** RECORDS PROVIDED follows **

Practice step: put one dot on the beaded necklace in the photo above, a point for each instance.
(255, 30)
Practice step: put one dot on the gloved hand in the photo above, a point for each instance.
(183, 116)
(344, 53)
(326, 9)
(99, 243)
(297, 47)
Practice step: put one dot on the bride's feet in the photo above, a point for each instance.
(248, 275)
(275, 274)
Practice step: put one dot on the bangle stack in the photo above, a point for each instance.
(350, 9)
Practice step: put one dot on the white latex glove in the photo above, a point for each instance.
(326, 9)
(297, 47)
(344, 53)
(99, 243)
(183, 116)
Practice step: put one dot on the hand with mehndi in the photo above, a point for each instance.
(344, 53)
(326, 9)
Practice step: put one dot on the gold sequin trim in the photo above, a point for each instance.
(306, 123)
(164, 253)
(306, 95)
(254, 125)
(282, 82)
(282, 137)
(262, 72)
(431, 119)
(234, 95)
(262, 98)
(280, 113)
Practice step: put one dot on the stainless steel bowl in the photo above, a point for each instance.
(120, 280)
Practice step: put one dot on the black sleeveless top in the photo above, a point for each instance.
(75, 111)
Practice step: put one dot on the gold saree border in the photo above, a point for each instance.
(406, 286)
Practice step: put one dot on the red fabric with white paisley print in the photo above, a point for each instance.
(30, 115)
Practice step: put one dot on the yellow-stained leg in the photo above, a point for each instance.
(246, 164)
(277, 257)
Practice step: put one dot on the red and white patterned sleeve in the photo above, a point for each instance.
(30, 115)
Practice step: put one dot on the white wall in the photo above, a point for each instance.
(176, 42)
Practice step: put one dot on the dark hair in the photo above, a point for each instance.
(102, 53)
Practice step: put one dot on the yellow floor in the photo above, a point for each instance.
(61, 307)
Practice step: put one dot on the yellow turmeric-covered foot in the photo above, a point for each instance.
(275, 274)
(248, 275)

** End of RECORDS PROVIDED **

Return the complete material exactly as it appears.

▶ [WRITTEN RESPONSE]
Practice step: put one dot on the beaded necklace in the photo above, a point for each instance.
(255, 30)
Practice step: put one dot on the gloved hand in the photo above, a point for each instance.
(183, 116)
(344, 53)
(326, 9)
(99, 243)
(297, 47)
Practice step: put one dot on the bride's feet in the photo above, a point for each instance.
(248, 275)
(275, 274)
Practice step: put one dot on the bangle stack in the photo above, a point for each instance.
(350, 9)
Practice step: put one dot on the white latex glove in the photo above, a point for each instance.
(326, 9)
(297, 47)
(344, 53)
(99, 243)
(183, 116)
Practice step: put one dot on the hand with mehndi in the photo above, a point for each instance.
(344, 53)
(326, 9)
Practice step: put one dot on the gold sequin trim in the photo above, a point for each instance.
(306, 123)
(164, 253)
(306, 95)
(254, 125)
(282, 82)
(282, 137)
(262, 72)
(431, 119)
(234, 95)
(262, 98)
(280, 113)
Practice step: put one dot on the stainless steel bowl in the photo above, a point for each instance.
(120, 280)
Practice step: put one dot on the black sleeveless top in the photo above, a point for each instance.
(75, 111)
Practice step: put one dot on the gold saree border in the photo above, a point for each instance.
(406, 286)
Practice step: put one dot on the red fabric with white paisley print in the photo above, a point for each instance.
(30, 115)
Practice step: put one dot on the yellow-stained leg in the photo above, a point for each instance.
(246, 164)
(277, 257)
Practice step: put one dot on the red and white patterned sleeve in the photo above, a point for each instance.
(30, 115)
Practice step: put one dot on the white wall in the photo above, a point for each instance.
(176, 42)
Practice step: put one dot on the dark hair in the photo above, a point for each instance.
(102, 53)
Practice step: put one dot on the yellow floor in the photo above, a point for each instance.
(61, 307)
Practice step: put one dot on the yellow turmeric-covered foot in the photo above, a point for each instance.
(275, 274)
(248, 275)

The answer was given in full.